DIRECTIONS: Format each line of the material below as a numbered list, skipping any blank lines. Leave the pictures out of your answer.

DATASET:
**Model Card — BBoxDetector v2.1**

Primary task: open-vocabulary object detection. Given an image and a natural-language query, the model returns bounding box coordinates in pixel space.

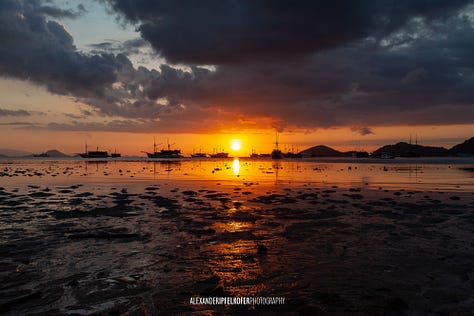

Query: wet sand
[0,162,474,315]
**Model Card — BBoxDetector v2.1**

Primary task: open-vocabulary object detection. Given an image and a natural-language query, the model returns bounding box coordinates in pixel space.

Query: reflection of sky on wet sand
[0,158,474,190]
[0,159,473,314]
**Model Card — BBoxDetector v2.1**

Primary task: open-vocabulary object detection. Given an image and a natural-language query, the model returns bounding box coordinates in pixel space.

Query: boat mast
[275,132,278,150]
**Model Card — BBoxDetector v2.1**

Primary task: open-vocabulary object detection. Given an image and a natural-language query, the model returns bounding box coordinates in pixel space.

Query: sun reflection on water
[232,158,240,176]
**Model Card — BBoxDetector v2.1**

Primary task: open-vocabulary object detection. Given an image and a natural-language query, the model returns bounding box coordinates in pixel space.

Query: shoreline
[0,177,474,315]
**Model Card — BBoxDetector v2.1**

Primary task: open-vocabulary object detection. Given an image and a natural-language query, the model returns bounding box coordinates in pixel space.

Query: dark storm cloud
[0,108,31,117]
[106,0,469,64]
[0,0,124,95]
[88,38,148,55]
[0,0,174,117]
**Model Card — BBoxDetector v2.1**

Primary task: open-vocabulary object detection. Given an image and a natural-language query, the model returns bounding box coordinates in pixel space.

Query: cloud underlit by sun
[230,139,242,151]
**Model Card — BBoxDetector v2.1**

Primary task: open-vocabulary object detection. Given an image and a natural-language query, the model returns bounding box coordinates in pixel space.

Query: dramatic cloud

EXERCISE SOLUTION:
1. **Model Card — BBoxDetector v2.1**
2. Primary task: open-vocabulary object detection. Given an image and a natural-language query, the model returns bounding box coordinates in pixel space.
3. Query: wet sand
4. [0,162,474,315]
5. **Model Card — BBoxDetector v2.1**
6. Primary task: open-vocabulary object detection. Given an image and a natural-language query, the model returns bounding box coordinates in pixel space.
7. Query: reflection of sky on wet sand
8. [0,158,474,190]
9. [0,159,473,314]
10. **Model Card — BBoxDetector v2.1**
11. Primary task: open-vocabulary object detection. Given an image and a natural-language query, the model returns bounding box coordinates in pixel space.
12. Query: boat mast
13. [275,132,278,150]
14. **Model Card — BBoxDetector v2.1**
15. Primary task: open-vocabulary object detection. Given an image and a natural-language query, the model returns bounding box coordinates in pixel space.
16. Query: sun reflection on water
17. [232,158,240,176]
18. **Model Card — BBoxDetector v2.1**
19. Primary task: open-vocabulary object detection. Given an image and a natural-language query, the model returns bounding box coordinates in pixel space.
20. Query: shoreline
21. [0,177,474,315]
22. **Model Card — BBoxDetector v2.1**
23. Primary task: open-vocabulary object detection. Given an image and a natural-language query, the model returns bounding box coordinates in pixel space.
24. Query: dark storm cloud
25. [0,108,31,117]
26. [106,0,469,64]
27. [0,0,124,95]
28. [88,38,148,55]
29. [0,0,174,117]
30. **Model Card — BBoxDetector v2.1**
31. Primary task: open-vocabulary object detection. Given an image and a natural-language query, the model returns bounding box coordinates in pixel space.
32. Query: cloud underlit by sun
33. [230,139,242,151]
34. **Model Card — BBoxDetector v2.1**
35. Primary task: open-vocabulary object detection. Given an image and a natural-language query, the model returns bounding box coordinates in pixel space.
36. Query: dramatic cloud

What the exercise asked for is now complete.